Measuring NISC’s iostat

“Ian, I know I sound crazy because the last Administrator hated it when I called in…  The NISC system is running slow and you really need to do something about it!”

“Let me look into it.  I’m looking at ‘top’ which shows me all processes that may be out of control.  Everything appears normal – about 4% CPU utilization.  Let me look at the history of this system on our network monitor… nope.  Everything looks normal.  Can you tell me when you noticed the slow down?”

“About 20 minutes ago.  I’m really surprised that you don’t see anything there.  Are you sure you are looking at the right system?”

“Yep.  We only have one NISC machine and it’s right here.  Let me go into the server room and look at some blinking lights… I’ll give you a call back if I find something.”

######

**TO DO:**
List every source Ian looks at or says he will look at while checking the slow NISC system in the iostat dialogue.

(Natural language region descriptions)
######

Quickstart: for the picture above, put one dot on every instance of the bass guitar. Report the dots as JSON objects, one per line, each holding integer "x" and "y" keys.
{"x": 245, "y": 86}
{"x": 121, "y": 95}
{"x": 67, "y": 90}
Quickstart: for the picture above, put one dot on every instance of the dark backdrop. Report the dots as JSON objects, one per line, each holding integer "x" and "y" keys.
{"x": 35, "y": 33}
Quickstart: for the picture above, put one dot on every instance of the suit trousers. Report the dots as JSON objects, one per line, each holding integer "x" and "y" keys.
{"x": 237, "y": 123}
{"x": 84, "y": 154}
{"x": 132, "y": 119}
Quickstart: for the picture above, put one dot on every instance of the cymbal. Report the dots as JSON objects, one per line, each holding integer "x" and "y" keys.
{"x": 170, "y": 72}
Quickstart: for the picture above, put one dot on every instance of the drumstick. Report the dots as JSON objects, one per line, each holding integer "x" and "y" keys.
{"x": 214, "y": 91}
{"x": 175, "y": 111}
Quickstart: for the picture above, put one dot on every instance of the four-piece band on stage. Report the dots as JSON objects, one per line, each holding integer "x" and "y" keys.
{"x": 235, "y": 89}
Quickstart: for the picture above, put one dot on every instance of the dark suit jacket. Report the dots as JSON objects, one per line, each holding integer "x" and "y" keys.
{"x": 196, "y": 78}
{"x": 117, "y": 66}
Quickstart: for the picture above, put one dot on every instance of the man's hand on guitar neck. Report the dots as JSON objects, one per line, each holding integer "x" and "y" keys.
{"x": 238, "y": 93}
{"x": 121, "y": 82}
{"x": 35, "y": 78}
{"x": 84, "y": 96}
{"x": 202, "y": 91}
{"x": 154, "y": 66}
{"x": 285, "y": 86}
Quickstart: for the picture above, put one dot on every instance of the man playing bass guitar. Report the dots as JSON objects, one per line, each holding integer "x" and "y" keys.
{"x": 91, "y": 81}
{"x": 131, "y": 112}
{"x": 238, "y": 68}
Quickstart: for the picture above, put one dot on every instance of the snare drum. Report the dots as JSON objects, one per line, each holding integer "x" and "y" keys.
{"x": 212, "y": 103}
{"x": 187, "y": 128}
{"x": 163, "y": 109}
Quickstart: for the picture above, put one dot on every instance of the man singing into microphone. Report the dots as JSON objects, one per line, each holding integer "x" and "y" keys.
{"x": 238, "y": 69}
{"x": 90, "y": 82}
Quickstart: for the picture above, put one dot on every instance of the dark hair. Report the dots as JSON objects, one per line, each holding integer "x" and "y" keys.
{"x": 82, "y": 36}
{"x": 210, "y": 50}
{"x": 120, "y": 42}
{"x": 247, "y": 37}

######

**RESPONSE BOX:**
- 'top', which shows all processes that may be out of control
- the history of the system on the network monitor
- the blinking lights in the server room